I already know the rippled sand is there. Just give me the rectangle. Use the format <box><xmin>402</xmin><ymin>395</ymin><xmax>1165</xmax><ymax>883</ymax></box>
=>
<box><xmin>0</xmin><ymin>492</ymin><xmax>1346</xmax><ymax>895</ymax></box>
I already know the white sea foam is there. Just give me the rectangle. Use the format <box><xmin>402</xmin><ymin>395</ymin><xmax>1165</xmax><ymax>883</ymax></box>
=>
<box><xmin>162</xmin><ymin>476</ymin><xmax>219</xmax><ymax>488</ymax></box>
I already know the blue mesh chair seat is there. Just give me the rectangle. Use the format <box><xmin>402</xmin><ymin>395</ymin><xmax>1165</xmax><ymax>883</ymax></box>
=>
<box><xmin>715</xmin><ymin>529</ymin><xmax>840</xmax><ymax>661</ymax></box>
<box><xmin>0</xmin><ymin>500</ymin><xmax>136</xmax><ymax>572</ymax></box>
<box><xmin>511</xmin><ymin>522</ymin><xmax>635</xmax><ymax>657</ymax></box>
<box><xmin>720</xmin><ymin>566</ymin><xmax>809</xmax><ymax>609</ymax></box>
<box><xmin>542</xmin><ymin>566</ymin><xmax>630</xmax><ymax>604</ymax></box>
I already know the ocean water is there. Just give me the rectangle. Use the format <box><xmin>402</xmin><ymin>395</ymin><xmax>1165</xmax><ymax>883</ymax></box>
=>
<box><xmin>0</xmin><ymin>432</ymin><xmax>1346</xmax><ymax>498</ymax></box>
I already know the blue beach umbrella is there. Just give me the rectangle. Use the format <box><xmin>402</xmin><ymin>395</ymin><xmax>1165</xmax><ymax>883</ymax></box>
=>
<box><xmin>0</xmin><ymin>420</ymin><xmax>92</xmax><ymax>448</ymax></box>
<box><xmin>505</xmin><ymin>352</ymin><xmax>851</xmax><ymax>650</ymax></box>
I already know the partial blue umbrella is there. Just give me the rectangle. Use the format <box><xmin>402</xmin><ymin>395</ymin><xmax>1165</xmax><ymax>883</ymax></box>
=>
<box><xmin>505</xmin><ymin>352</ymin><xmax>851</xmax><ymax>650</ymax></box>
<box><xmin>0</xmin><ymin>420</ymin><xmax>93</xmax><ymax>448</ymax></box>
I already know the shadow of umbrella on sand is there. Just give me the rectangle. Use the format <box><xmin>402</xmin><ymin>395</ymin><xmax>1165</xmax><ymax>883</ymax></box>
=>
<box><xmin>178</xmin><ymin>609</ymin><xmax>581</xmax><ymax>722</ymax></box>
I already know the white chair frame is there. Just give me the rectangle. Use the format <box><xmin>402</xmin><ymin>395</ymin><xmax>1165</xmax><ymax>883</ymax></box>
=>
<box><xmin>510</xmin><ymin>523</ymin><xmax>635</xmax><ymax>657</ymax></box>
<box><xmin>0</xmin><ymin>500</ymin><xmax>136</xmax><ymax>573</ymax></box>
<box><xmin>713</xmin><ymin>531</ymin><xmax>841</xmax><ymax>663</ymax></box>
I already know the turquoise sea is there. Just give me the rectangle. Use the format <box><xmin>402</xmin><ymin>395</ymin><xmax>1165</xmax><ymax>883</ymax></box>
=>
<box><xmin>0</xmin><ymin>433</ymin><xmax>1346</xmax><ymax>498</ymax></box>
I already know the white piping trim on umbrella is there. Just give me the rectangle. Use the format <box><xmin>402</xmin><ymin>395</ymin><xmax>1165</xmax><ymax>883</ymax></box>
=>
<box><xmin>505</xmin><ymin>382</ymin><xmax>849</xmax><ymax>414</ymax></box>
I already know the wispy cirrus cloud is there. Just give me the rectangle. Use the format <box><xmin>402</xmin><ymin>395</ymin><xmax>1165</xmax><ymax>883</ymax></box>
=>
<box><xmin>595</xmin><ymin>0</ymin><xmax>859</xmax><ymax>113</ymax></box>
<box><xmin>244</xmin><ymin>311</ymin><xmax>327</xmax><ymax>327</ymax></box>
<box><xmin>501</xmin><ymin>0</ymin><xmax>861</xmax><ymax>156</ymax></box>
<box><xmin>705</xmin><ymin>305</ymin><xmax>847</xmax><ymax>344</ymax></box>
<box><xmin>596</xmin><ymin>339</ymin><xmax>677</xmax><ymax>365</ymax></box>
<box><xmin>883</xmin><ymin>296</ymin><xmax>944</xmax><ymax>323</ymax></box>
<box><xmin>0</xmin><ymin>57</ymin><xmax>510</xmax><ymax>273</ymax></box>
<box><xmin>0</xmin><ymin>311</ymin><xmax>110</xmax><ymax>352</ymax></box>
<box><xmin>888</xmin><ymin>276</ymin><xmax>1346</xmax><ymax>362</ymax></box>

++++

WHAT IS BEING ASKED
Rewrite the part of the rows that opens with the line containing "I already know the wispy" and closes with the last row, switching "cirrus" to "cumulus" and changing nothing else.

RESULT BELOW
I already know the wispy cumulus cloud is there. Just give me the rectangle. Use the format <box><xmin>402</xmin><ymin>395</ymin><xmax>1165</xmax><ymax>883</ymax></box>
=>
<box><xmin>595</xmin><ymin>0</ymin><xmax>859</xmax><ymax>113</ymax></box>
<box><xmin>244</xmin><ymin>311</ymin><xmax>327</xmax><ymax>327</ymax></box>
<box><xmin>501</xmin><ymin>0</ymin><xmax>861</xmax><ymax>156</ymax></box>
<box><xmin>705</xmin><ymin>305</ymin><xmax>847</xmax><ymax>344</ymax></box>
<box><xmin>596</xmin><ymin>339</ymin><xmax>677</xmax><ymax>365</ymax></box>
<box><xmin>883</xmin><ymin>296</ymin><xmax>944</xmax><ymax>323</ymax></box>
<box><xmin>0</xmin><ymin>57</ymin><xmax>510</xmax><ymax>273</ymax></box>
<box><xmin>0</xmin><ymin>311</ymin><xmax>110</xmax><ymax>352</ymax></box>
<box><xmin>888</xmin><ymin>276</ymin><xmax>1346</xmax><ymax>362</ymax></box>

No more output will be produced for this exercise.